# WHAT IS EXPECTED:
How might the news report on Syria's Sputnik V vaccine shipment from Russia carry on? Write the next few paragraphs, picking up after its final sentence.

# DOCUMENT EXCERPT:
BEIRUT — The Syrian ambassador to Russia confirmed Thursday that the vaccine shipment the country received in late February was the Russian Sputnik V vaccine, and was given by Russia, which the government had not announced at the time.
Ambassador Riad Haddad also said the Russians promised the ministry of health additional doses of the vaccine, to come in April, the Syrian government-aligned newspaper Al-Watan quoted him as saying. Russian media also carried comments from Haddad saying Syria had already begun vaccinating health-care workers in the capital and other cities with the Russian vaccine.
The first shipment of vaccines, which the government said was given to health-care workers who are most at risk of contracting the coronavirus, came under mysterious circumstances. Syrian Health Minister Hasan al-Ghabbash announced that an unspecified amount was received “from a friendly country.” Both Russia and China are allies of Syrian President Bashar al-Assad, backing him through the past decade of civil war and economic ruin.
The shipment followed media reports that said Israel, Syria’s sworn enemy, was set to finance a shipment of Russian vaccines, as part of a prisoner exchange deal with Syria. Damascus came under fire for accepting such an offer from a foe, and Syrian state news agency SANA confirmed the prisoner exchange but denied a vaccine deal took place.

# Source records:
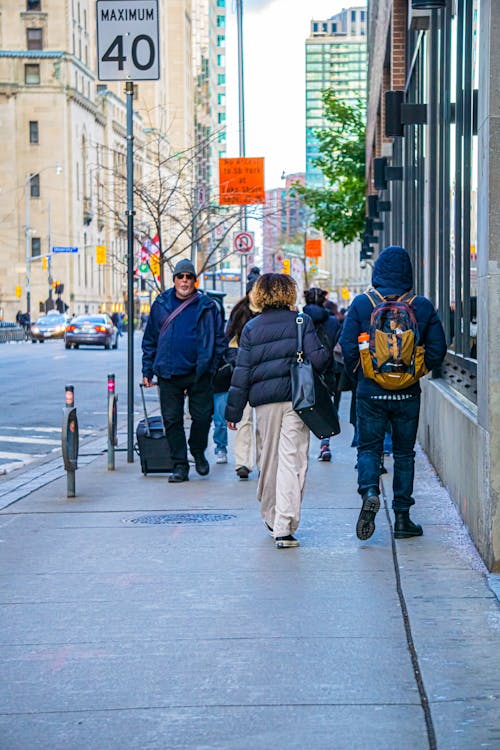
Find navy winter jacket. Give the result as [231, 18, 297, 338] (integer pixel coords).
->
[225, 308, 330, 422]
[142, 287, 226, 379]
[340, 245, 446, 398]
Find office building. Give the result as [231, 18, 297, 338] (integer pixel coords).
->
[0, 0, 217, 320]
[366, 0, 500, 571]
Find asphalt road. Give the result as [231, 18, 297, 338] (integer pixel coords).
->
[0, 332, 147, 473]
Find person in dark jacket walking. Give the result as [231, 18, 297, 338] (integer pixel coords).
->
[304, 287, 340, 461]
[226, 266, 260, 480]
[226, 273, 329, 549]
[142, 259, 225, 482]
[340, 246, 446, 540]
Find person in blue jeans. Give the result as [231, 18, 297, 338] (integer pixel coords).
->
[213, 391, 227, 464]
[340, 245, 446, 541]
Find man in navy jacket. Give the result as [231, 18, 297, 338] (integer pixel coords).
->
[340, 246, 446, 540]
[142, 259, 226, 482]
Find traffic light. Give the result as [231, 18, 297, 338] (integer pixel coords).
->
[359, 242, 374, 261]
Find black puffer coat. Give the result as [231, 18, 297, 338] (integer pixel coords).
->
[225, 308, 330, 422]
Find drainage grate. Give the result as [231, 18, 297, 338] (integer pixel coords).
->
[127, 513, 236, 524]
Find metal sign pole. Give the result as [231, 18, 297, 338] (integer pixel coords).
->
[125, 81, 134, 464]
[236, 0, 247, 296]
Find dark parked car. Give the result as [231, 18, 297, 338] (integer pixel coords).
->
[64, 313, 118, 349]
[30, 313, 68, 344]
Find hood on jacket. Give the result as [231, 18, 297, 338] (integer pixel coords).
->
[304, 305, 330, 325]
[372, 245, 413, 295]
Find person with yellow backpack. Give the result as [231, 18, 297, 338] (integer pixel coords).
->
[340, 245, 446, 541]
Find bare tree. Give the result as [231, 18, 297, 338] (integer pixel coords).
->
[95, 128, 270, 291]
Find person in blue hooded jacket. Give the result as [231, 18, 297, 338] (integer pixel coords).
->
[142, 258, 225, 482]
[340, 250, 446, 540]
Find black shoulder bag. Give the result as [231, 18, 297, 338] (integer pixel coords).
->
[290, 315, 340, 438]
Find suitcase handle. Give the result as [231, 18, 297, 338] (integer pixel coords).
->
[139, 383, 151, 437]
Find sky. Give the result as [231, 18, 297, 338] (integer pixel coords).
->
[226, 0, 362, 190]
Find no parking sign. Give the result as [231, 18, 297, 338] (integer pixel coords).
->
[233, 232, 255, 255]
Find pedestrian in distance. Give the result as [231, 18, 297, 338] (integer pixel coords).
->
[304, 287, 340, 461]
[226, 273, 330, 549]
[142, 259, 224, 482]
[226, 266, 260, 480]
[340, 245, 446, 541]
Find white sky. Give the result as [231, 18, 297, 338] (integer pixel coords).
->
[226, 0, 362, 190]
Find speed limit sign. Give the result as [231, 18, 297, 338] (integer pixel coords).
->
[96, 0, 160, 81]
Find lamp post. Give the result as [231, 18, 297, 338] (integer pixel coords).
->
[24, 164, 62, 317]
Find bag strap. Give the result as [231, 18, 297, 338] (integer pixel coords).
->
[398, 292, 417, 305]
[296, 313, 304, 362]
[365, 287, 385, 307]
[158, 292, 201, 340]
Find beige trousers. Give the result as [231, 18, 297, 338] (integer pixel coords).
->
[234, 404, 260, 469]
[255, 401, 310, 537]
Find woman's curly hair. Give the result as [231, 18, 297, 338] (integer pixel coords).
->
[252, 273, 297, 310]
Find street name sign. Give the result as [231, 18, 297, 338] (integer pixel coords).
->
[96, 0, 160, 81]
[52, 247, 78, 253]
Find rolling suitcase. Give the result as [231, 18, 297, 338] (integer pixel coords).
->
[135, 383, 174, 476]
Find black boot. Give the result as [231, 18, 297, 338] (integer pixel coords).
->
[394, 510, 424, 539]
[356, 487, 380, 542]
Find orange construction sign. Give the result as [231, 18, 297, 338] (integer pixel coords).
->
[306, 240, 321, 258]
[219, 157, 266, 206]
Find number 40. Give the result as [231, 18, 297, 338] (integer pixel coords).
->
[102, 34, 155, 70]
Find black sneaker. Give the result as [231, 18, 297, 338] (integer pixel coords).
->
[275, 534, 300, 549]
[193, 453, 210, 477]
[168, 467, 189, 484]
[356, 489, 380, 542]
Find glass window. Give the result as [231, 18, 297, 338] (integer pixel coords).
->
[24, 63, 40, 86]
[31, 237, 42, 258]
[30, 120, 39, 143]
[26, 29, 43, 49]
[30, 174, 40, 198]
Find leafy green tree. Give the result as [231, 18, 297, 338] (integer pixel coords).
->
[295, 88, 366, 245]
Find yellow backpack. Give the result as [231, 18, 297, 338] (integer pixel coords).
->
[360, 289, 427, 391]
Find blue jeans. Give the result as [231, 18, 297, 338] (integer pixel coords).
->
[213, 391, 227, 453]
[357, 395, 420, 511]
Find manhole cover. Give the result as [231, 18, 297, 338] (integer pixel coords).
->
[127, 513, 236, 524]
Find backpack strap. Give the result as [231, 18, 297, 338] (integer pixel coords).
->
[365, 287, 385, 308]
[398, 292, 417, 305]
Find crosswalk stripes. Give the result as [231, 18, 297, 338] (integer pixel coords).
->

# ANSWER SPACE:
Over the past year, the war-ravaged country has announced overall low numbers of coronavirus cases, with the official number below 18,000 total and slightly fewer than 1,200 deaths. But doctor unions have contradicted government numbers, placing themselves in danger. The sharp absence of sufficient testing across the country has made things murkier. And the numbers of new cases and deaths have been slowly on the rise in past weeks, reaching a record 172 cases Monday.
Syria had approved Russia’s Sputnik vaccine in February. The country was also approved for the World Health Organization’s Covax program, which will begin vaccinations in Syria in April.